### APPLY WHAT YOU READ
**A.** In the book review below, rewrite the paragraph that begins "First, this is a story" as a short bulleted list that keeps its main facts.
**B.** According to the book review below, how many weeks before the reviewer turned 18 did the Vietnam War end?

### PROVIDED PASSAGE
=== Begin Enclosure ===
It's Christmas time in Madison, Wisconsin. It is the early stages of the Iraq War, which has conjured up memories for a Bread Man raised by a Vietnam Vet. If that weren't enough to bring back these unwanted memories, his boss at the Bread Depot is an ex-Master Gunnery Marine Drill Sergeant who served in The Gulf War. On Christmas Eve, his father calls to tell him that he has cancer, and that he has Agent Orange. Depressed and suffering from insomnia, can he come to grips with his past, and heal the wounds that haunt him?
I liked this novella. I read it twice just to make sure I wasn't kissing the author's backside because I know him, but then I thought, "Yeah... I don't like him THAT much." :-) I actually bought the eBook. It's not my usual read, but yes, I liked it. I probably would have rated it higher but I have a few criticisms.
NOTE: In part, this book is about the aftermath of the Vietnam War. I missed the Vietnam War. I was subject to the draft, but the war ended three weeks before I turned 18. However, I had plenty of time to think about what I might do. Some of my friends talked about escaping to Canada, but I decided I would not avoid this war. I would go. It was my duty. It was the first adult decision of consequence I ever had to make.
First, this is a story of a bread delivery man who was raised in a household with a father with apparent PTSD brought on by the Vietnam War. I recognized it immediately because my own father (now of blessed memory) acted in a similar way after coming home from the Korean War. Waking him up was always a strange and often frightening experience.
Apparently, the bread man in the story has trouble relating to others, mostly in relating to his coworkers, but also in his relations with women, unable to feel any lasting love. In this story, the bread man must make his deliveries in the midst of a snow-covered Madison, Wisconsin while dodging his boss, a Vietnam veteran with an unpredictable temper. The parallels to the bread man's father are obvious.
Any problems with this story? I think it needed to be structured differently. There was too much personal explanation from the author before entering the story. I think this explanation should have appeared in the author's note at the end along with some suggestions for reader discussion. Some stories are made to be analyzed and certainly this story qualified.
=== End Enclosure ===
### DATA SECTION
=== Begin Enclosure ===
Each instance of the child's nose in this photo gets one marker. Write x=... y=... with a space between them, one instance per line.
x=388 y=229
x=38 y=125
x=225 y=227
=== End Enclosure ===
### SOLUTIONS BY TASK
**A.**
- The story is about a bread delivery man.
- He grew up with a father who apparently had PTSD from the Vietnam War.
- The reviewer recognized this right away, because the reviewer's own father, now of blessed memory, acted in a similar way after coming home from the Korean War.
- Waking the reviewer's father was always a strange and often frightening experience.

**B.** Three weeks.